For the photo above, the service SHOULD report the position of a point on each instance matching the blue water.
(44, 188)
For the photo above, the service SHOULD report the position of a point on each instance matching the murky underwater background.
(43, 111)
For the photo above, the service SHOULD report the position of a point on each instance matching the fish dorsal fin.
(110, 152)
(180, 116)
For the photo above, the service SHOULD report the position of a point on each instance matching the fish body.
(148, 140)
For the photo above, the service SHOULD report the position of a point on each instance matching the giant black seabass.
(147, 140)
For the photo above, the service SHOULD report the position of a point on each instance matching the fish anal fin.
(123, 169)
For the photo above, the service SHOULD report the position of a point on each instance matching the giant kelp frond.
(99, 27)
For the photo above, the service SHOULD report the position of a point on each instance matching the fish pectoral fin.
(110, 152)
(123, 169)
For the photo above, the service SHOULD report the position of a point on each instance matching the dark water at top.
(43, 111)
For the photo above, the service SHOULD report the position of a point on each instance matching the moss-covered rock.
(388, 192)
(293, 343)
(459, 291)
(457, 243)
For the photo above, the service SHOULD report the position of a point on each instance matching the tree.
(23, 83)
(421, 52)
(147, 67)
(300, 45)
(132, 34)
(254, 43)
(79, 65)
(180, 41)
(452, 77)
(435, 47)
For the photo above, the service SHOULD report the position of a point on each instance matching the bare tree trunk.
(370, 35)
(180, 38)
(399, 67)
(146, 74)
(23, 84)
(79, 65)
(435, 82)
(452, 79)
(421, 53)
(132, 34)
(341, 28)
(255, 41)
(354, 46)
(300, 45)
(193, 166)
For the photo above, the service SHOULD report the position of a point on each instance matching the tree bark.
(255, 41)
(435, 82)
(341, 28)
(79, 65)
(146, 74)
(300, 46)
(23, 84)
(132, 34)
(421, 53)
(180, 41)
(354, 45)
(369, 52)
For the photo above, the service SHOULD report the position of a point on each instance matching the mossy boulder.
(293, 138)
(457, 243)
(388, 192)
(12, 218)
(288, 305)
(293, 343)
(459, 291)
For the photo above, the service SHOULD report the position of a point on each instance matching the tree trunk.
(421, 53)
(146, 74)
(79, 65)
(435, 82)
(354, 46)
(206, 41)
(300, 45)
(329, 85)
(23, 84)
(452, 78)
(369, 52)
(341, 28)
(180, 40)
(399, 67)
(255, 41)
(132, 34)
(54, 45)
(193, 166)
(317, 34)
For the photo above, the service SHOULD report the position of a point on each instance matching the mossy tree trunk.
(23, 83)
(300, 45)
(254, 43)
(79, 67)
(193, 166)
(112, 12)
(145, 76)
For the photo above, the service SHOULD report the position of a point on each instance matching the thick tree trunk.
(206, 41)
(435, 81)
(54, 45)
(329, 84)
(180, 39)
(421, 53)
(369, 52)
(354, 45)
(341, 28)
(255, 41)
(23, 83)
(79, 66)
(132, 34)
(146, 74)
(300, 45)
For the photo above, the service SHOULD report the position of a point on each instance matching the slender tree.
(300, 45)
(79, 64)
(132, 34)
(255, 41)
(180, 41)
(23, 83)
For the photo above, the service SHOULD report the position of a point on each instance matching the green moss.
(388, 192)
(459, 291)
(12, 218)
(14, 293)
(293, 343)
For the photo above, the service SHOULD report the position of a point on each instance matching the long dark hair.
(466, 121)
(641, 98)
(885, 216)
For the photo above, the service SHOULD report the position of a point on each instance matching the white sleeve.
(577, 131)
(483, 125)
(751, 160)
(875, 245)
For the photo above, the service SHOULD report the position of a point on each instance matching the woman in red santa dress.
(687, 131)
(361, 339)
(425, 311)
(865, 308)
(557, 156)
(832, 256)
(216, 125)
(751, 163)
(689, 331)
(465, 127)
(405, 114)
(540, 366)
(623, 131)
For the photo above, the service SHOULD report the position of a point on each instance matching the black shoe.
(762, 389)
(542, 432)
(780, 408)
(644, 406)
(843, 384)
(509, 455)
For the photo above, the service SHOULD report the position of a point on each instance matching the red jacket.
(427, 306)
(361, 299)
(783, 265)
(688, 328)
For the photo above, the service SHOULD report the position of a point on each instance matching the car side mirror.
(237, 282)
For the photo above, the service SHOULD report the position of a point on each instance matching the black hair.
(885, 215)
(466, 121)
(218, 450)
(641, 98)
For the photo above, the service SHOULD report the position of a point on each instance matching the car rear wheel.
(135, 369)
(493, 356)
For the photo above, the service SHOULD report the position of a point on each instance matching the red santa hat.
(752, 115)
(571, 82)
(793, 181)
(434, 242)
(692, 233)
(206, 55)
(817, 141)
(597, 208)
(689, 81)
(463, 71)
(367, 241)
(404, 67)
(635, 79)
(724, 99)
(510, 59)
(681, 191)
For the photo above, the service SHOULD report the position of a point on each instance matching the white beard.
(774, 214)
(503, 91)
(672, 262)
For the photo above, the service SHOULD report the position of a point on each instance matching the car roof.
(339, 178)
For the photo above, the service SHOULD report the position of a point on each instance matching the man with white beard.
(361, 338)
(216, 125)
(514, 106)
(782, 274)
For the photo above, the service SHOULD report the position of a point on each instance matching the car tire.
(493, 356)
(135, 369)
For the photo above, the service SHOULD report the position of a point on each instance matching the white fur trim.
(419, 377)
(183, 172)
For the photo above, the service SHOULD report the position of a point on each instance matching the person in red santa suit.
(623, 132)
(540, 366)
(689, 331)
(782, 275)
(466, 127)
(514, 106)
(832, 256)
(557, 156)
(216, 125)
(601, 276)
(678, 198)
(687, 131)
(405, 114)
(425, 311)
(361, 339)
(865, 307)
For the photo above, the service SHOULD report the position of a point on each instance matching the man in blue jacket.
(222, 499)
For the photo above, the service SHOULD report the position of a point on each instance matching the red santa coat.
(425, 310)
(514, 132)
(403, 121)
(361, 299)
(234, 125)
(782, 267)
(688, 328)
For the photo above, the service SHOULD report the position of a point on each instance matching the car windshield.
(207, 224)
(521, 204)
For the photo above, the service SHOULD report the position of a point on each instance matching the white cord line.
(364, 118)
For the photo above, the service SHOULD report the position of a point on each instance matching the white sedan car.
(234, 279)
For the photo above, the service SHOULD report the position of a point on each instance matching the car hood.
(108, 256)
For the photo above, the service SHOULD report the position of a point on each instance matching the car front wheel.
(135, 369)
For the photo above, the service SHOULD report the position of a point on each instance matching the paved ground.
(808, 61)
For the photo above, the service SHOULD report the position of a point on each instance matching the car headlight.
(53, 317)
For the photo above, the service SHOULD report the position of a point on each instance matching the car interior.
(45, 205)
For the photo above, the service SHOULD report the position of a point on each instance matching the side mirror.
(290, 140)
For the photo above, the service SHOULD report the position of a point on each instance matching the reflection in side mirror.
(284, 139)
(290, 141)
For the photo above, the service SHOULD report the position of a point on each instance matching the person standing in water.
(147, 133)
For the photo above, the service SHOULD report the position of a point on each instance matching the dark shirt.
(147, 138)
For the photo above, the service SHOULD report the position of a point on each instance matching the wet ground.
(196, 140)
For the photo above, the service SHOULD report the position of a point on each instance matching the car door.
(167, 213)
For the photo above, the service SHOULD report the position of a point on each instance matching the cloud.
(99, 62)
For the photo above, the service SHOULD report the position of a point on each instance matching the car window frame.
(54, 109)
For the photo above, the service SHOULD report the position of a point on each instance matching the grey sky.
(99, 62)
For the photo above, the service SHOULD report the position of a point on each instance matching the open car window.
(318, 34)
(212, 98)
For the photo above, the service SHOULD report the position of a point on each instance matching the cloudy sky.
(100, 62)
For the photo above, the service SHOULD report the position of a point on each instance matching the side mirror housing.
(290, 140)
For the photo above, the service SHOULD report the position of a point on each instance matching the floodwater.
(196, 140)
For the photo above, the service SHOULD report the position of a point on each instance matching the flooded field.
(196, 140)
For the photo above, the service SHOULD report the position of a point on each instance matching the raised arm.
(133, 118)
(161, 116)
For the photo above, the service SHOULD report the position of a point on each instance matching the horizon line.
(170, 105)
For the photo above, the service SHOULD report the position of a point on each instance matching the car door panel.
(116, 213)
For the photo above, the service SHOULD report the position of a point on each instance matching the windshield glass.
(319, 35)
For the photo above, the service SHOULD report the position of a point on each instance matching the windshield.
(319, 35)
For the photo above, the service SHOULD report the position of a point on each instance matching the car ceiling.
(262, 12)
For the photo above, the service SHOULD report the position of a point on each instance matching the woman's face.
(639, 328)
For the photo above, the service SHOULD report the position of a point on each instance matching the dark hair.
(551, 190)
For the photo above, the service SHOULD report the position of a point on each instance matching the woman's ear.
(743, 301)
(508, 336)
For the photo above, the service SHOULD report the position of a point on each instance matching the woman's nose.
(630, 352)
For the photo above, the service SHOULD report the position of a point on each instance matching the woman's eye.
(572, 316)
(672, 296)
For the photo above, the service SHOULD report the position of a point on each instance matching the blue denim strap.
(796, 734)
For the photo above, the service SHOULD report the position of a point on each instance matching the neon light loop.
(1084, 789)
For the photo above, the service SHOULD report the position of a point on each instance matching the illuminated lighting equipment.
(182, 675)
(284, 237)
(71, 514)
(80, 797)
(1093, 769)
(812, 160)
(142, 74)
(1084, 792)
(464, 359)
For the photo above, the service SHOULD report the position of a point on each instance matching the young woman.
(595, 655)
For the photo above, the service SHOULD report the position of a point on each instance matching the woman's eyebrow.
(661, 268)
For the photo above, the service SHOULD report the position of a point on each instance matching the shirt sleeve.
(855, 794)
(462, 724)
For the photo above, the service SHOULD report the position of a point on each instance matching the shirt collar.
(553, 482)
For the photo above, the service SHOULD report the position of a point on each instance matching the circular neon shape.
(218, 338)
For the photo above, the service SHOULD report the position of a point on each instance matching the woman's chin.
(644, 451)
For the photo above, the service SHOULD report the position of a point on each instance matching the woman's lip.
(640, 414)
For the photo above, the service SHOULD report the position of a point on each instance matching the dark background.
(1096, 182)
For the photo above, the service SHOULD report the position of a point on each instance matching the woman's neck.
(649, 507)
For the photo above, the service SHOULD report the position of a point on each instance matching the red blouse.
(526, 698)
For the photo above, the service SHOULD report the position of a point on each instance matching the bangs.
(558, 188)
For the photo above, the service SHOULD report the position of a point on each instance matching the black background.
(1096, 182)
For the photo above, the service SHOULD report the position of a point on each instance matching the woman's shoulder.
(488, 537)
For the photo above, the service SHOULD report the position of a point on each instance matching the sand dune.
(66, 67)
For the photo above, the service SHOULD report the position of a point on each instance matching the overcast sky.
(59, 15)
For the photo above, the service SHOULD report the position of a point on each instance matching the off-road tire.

— Task directions —
Present as a Markdown table, with columns Row and Line, the lines of the records from the line containing "matching the bangs." through the last line of the records, omitting any blank lines.

— Response to this exercise —
| Row | Line |
|---|---|
| 1 | For the photo above, the service SHOULD report the position of a point on each instance matching the bangs. |
| 2 | (558, 188) |
| 3 | For the photo above, the service SHOULD report the position of a point on each instance matching the black background. |
| 4 | (1096, 182) |
| 5 | For the photo above, the service SHOULD report the position of a point on each instance matching the woman's shoulder. |
| 6 | (488, 537) |
| 7 | For the photo above, the service SHOULD report the position of a point on each instance matching the sand dune. |
| 8 | (66, 67) |
| 9 | For the photo above, the service SHOULD report the position of a point on each instance matching the overcast sky. |
| 10 | (59, 15) |
| 11 | For the photo above, the service SHOULD report the position of a point on each instance matching the off-road tire. |